• [Required work]
Output the listing exactly, without its pictures.

━━ Exercise material

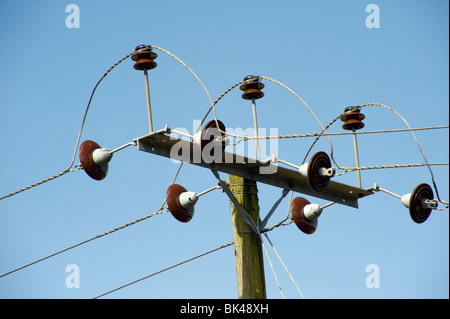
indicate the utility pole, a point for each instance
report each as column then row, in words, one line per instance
column 247, row 245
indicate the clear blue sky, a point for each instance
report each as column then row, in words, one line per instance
column 320, row 49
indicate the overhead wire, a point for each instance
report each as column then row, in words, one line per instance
column 160, row 211
column 282, row 223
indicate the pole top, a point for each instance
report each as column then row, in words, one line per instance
column 144, row 57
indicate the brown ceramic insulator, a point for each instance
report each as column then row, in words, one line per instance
column 305, row 225
column 317, row 182
column 86, row 152
column 352, row 119
column 252, row 90
column 210, row 132
column 173, row 202
column 144, row 58
column 418, row 213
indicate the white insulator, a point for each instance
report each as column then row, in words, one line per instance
column 102, row 156
column 312, row 211
column 188, row 199
column 406, row 199
column 428, row 203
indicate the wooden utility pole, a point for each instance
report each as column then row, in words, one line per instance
column 247, row 245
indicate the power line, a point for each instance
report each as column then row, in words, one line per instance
column 165, row 269
column 160, row 211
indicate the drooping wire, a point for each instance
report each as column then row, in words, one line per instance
column 284, row 265
column 409, row 129
column 165, row 269
column 69, row 169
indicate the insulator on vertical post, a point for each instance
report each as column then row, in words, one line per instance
column 420, row 203
column 144, row 57
column 352, row 119
column 252, row 88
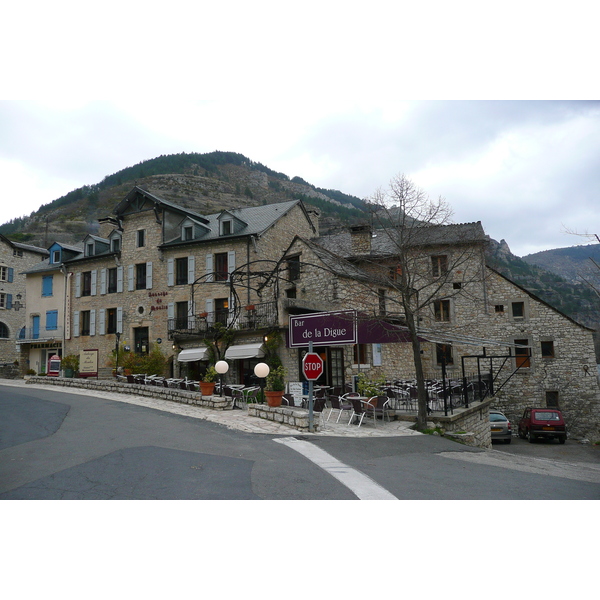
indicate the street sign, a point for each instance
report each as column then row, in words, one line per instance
column 312, row 366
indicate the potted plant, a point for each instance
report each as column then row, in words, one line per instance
column 275, row 386
column 70, row 364
column 207, row 385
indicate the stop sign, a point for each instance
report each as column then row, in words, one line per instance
column 312, row 366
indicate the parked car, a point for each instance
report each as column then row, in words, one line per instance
column 542, row 423
column 500, row 426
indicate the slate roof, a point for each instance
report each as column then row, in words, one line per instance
column 383, row 242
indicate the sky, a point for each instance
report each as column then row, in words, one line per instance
column 499, row 121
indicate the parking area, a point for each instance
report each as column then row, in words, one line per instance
column 571, row 451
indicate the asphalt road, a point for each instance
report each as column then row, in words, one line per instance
column 56, row 445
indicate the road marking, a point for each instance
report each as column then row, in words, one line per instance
column 360, row 485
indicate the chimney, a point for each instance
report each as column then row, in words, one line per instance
column 361, row 239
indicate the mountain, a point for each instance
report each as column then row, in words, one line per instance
column 208, row 183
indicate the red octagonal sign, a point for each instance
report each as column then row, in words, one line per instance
column 312, row 366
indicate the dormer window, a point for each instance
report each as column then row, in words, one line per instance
column 227, row 227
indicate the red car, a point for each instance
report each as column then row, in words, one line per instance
column 542, row 423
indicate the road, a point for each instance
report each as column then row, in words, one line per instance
column 56, row 445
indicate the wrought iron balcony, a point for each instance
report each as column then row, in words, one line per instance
column 28, row 335
column 253, row 316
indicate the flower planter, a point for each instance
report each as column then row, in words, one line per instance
column 207, row 388
column 273, row 398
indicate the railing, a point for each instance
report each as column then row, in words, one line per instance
column 29, row 334
column 254, row 316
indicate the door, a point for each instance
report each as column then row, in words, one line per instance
column 35, row 327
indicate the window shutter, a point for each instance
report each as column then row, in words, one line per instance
column 102, row 282
column 210, row 310
column 191, row 269
column 171, row 272
column 209, row 268
column 230, row 263
column 119, row 279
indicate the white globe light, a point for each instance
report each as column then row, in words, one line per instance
column 261, row 370
column 221, row 367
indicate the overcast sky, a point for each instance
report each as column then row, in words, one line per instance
column 327, row 96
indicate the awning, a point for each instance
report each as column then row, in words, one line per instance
column 245, row 351
column 192, row 354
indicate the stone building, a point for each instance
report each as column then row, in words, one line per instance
column 15, row 258
column 42, row 336
column 159, row 274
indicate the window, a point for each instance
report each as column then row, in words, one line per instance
column 522, row 356
column 518, row 310
column 360, row 354
column 226, row 227
column 294, row 267
column 84, row 322
column 441, row 310
column 140, row 276
column 439, row 265
column 111, row 320
column 47, row 283
column 181, row 271
column 6, row 274
column 547, row 349
column 86, row 283
column 552, row 399
column 381, row 301
column 443, row 354
column 112, row 280
column 221, row 271
column 221, row 310
column 52, row 319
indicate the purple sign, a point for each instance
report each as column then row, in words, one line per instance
column 323, row 329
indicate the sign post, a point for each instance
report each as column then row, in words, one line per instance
column 312, row 369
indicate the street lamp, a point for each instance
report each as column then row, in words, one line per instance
column 261, row 370
column 221, row 367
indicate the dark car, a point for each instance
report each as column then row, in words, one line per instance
column 500, row 426
column 545, row 423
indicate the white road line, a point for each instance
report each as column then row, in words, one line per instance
column 360, row 485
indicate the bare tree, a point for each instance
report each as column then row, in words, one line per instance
column 424, row 260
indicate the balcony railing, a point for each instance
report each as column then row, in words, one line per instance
column 28, row 334
column 254, row 316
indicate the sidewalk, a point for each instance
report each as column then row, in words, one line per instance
column 237, row 419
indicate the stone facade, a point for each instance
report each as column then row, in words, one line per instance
column 15, row 258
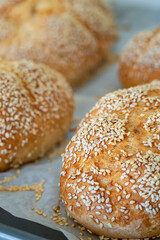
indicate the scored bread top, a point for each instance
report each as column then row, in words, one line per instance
column 70, row 36
column 111, row 172
column 140, row 61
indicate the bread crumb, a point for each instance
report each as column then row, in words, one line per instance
column 37, row 187
column 40, row 212
column 7, row 179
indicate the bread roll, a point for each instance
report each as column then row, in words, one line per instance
column 110, row 181
column 71, row 36
column 36, row 106
column 140, row 61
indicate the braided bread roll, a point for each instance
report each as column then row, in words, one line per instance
column 110, row 181
column 36, row 106
column 140, row 61
column 71, row 36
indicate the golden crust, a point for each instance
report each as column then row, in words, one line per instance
column 70, row 36
column 110, row 181
column 36, row 109
column 140, row 61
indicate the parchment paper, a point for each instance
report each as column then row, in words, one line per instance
column 132, row 16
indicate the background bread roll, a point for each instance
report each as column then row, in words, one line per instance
column 110, row 181
column 36, row 106
column 71, row 36
column 140, row 61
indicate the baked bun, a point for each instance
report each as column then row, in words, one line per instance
column 140, row 61
column 110, row 181
column 36, row 106
column 71, row 36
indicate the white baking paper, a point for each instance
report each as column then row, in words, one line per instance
column 132, row 16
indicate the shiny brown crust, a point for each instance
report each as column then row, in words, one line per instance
column 110, row 181
column 71, row 36
column 140, row 61
column 36, row 106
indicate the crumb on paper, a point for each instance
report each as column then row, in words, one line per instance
column 40, row 212
column 59, row 149
column 18, row 172
column 37, row 187
column 76, row 120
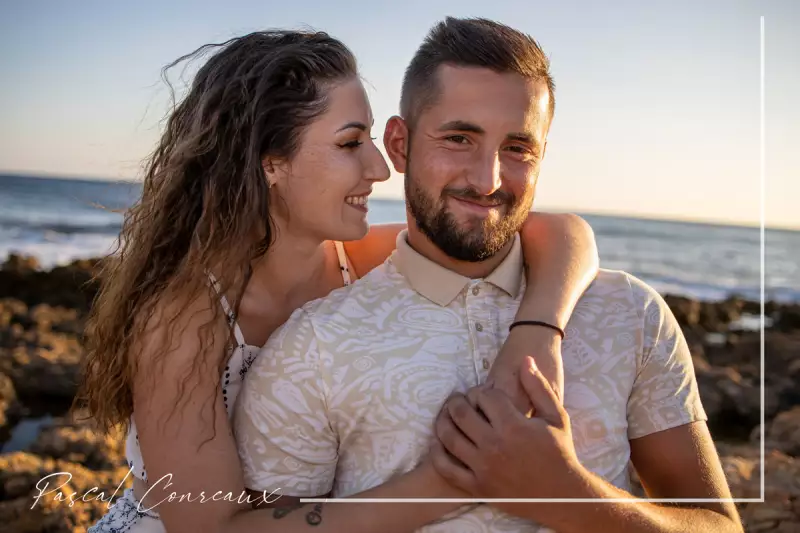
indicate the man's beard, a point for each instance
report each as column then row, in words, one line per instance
column 473, row 242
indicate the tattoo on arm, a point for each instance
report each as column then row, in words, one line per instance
column 313, row 517
column 280, row 512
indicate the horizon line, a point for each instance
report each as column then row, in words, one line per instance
column 549, row 209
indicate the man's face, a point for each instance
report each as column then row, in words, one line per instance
column 472, row 160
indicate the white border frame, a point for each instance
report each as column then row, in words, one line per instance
column 635, row 500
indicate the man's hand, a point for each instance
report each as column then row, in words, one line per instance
column 503, row 454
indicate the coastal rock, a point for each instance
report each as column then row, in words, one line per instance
column 732, row 402
column 788, row 318
column 9, row 407
column 783, row 433
column 69, row 286
column 20, row 511
column 780, row 511
column 44, row 364
column 75, row 439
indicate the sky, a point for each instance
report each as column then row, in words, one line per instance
column 658, row 103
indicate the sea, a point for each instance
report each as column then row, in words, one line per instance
column 60, row 220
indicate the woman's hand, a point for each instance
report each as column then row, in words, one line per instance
column 561, row 261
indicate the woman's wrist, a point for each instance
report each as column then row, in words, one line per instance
column 541, row 309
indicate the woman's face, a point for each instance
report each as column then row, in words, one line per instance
column 322, row 192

━━━━

• [Exercise solution]
indicate the utility pole, a point for each instance
report each as column then row, in words, one line per instance
column 247, row 245
indicate the clear blue sky, a point for each instance
report each as column then row, in words, one line per instance
column 320, row 49
indicate the overhead wire, a point for each instance
report each as column then row, in words, one line per instance
column 160, row 211
column 282, row 223
indicate the pole top, a point for each instance
report each as column then row, in words, one line per instance
column 144, row 57
indicate the brown ceramic insulator, a point for each instance
report each as column then row, in words, one line per instance
column 305, row 225
column 317, row 182
column 86, row 152
column 352, row 119
column 252, row 90
column 210, row 132
column 173, row 202
column 144, row 58
column 418, row 213
indicate the white insulator, a point for each instance
report each as column then row, in words, one line per instance
column 102, row 156
column 312, row 211
column 188, row 199
column 406, row 199
column 428, row 203
indicate the wooden utility pole, a point for each instance
report each as column then row, in words, one line per instance
column 247, row 245
indicate the power line, a point for each instance
report each as column then row, in words, one line per instance
column 165, row 269
column 160, row 211
indicate the drooping wire, a point for each instance
report each as column then row, in words, one line per instance
column 284, row 265
column 409, row 129
column 165, row 269
column 69, row 169
indicate the insulator on vertical post, a point for each instance
report each as column then row, in words, one line per instance
column 420, row 203
column 144, row 57
column 352, row 119
column 252, row 88
indicate the street sign, a point for each instance
report each as column then row, in words, one line per instance
column 312, row 366
indicate the potted plant, a point for each instance
report each as column then row, in words, one line per instance
column 275, row 386
column 70, row 364
column 207, row 385
indicate the stop sign, a point for each instance
report each as column then row, in words, one line per instance
column 312, row 366
indicate the parked car, a point for each instance
report each as column then row, in words, one line per instance
column 542, row 423
column 500, row 426
indicate the slate roof, a point for each instance
report each as column then row, in words, one line per instance
column 383, row 242
indicate the sky, a point for each instance
report each as column then row, in words, one line per instance
column 499, row 121
indicate the parking area, a point for each instance
report each as column then row, in words, one line per instance
column 571, row 451
indicate the asphalt road, a point for each instance
report each as column then row, in words, one line per instance
column 56, row 445
indicate the road marking, a point for each instance
report each as column then row, in words, one line per instance
column 360, row 485
indicate the chimney, a point for each instance
report each as column then row, in words, one line per instance
column 361, row 239
indicate the mountain, a point for each instance
report each as column then row, in words, one line per instance
column 208, row 183
indicate the red octagonal sign, a point for each instance
report each as column then row, in words, one line per instance
column 312, row 366
indicate the dormer window, a point for each instance
report each as column then row, in words, one line per instance
column 227, row 227
indicate the red car, a point for each instance
report each as column then row, in words, one line per instance
column 542, row 423
indicate the road, a point for each instance
report each as column then row, in words, one line per instance
column 56, row 445
indicate the wrought iron balcony, a point for each instance
report each as column then row, in words, one line per instance
column 28, row 335
column 253, row 316
indicate the flower planter, a point for each instance
report each as column then row, in words, one line per instance
column 207, row 388
column 273, row 398
indicate the railing, a point for each instance
report each as column then row, in words, one line per instance
column 29, row 334
column 254, row 316
indicate the door, a point for each instance
report each as column then row, in words, one line per instance
column 35, row 327
indicate the window shutter, a point for each instance
report each as column then row, in words, one line per instance
column 102, row 282
column 210, row 310
column 191, row 269
column 171, row 272
column 209, row 268
column 230, row 263
column 119, row 279
indicate the white globe light, a point for each instance
report each as column then row, in words, one line per instance
column 261, row 370
column 221, row 367
indicate the overcast sky, a point for each instance
report each as column then row, in words, one line per instance
column 327, row 96
indicate the awning, a point for each instance
report each as column then row, in words, one line per instance
column 245, row 351
column 192, row 354
indicate the stone building, a point for each instance
report each as column then row, in words, one line per instance
column 15, row 258
column 42, row 336
column 159, row 274
indicate the window, a point for each instance
report each as column then row, in words, one line per instance
column 522, row 356
column 518, row 310
column 360, row 354
column 226, row 227
column 294, row 267
column 84, row 322
column 441, row 310
column 140, row 276
column 439, row 265
column 111, row 320
column 47, row 283
column 181, row 271
column 6, row 274
column 547, row 349
column 86, row 283
column 552, row 399
column 381, row 301
column 443, row 354
column 112, row 280
column 221, row 271
column 221, row 310
column 52, row 319
indicate the purple sign, a point for each instance
report each as column then row, in words, one line per instance
column 323, row 329
indicate the sign post, a point for each instance
report each as column then row, in words, one line per instance
column 312, row 369
indicate the street lamp, a point for each instance
report each as column then row, in words, one line per instance
column 261, row 370
column 221, row 367
indicate the dark car, a point for each instance
report each as column then row, in words, one line per instance
column 500, row 426
column 545, row 423
indicate the white road line, a point for each instance
report each as column then row, in words, one line per instance
column 360, row 485
indicate the bare tree, a point for each instance
report each as column then row, in words, one line per instance
column 424, row 260
indicate the balcony railing, a point for each instance
report each as column then row, in words, one line per instance
column 28, row 334
column 254, row 316
indicate the sidewalk, a point for each instance
report each as column then row, in words, one line per instance
column 237, row 419
indicate the stone facade, a point for each instance
report each as column then row, in words, one line per instance
column 15, row 258
indicate the scored bread top, a point for each instance
report each as column then row, in words, one line per instance
column 70, row 36
column 111, row 172
column 140, row 61
indicate the bread crumb, a point for each instance
report each as column then row, in words, one line per instance
column 37, row 187
column 40, row 212
column 7, row 179
indicate the bread roll, a point for each instance
report each as column then row, in words, one line per instance
column 110, row 181
column 71, row 36
column 36, row 106
column 140, row 61
indicate the braided bread roll, a point for each instance
report each as column then row, in words, one line per instance
column 110, row 181
column 36, row 106
column 140, row 61
column 71, row 36
indicate the golden crust, a point for each instance
report each as column then row, in words, one line per instance
column 70, row 36
column 110, row 181
column 36, row 109
column 140, row 61
indicate the parchment paper, a point for each instance
report each as column then row, in words, one line per instance
column 132, row 16
indicate the background bread roll, a point for each instance
report each as column then row, in words, one line per instance
column 110, row 181
column 36, row 106
column 71, row 36
column 140, row 61
indicate the baked bun, a point for each instance
report each as column then row, in words, one line per instance
column 140, row 61
column 110, row 181
column 36, row 106
column 71, row 36
indicate the white baking paper, a point for each instance
report each as column then row, in words, one line per instance
column 132, row 16
indicate the shiny brown crust, a point for each instance
report each as column then row, in words, one line per instance
column 110, row 181
column 71, row 36
column 140, row 61
column 36, row 106
indicate the crumb on paper, a point for each instance
report each as column then row, in words, one line per instance
column 40, row 212
column 59, row 149
column 18, row 172
column 37, row 187
column 76, row 120
indicate the man's beard, a point for each instance
report each as column then row, in words, one line per instance
column 473, row 242
indicate the tattoo on arm, a point for each instance
report each as column then row, in words, one line per instance
column 313, row 517
column 280, row 512
indicate the horizon line, a point for each instance
report each as column then row, in words, one line per instance
column 549, row 209
indicate the man's face, a point for each instance
report each as column then row, in words, one line per instance
column 472, row 160
indicate the white border frame, a point for each instance
report each as column then row, in words, one line per instance
column 635, row 500
indicate the man's hand, a point for each instance
report each as column then row, in words, one line per instance
column 503, row 454
indicate the coastal rock, a point for each instance
report each as column then row, in words, one line per instance
column 732, row 402
column 788, row 318
column 9, row 407
column 783, row 433
column 69, row 286
column 20, row 511
column 780, row 511
column 44, row 364
column 75, row 439
indicate the sky, a point for each instance
report each as column then row, in words, one line per instance
column 658, row 103
indicate the sea, a point for each instance
report each as column then row, in words, one line per instance
column 60, row 220
indicate the woman's hand, a point for each instance
report each as column then row, in words, one line per instance
column 561, row 261
indicate the woman's wrist, a point for each instance
report each as column then row, in words, one line per instance
column 541, row 309
indicate the woman's face, a point for each instance
report each as column then row, in words, one line per instance
column 322, row 192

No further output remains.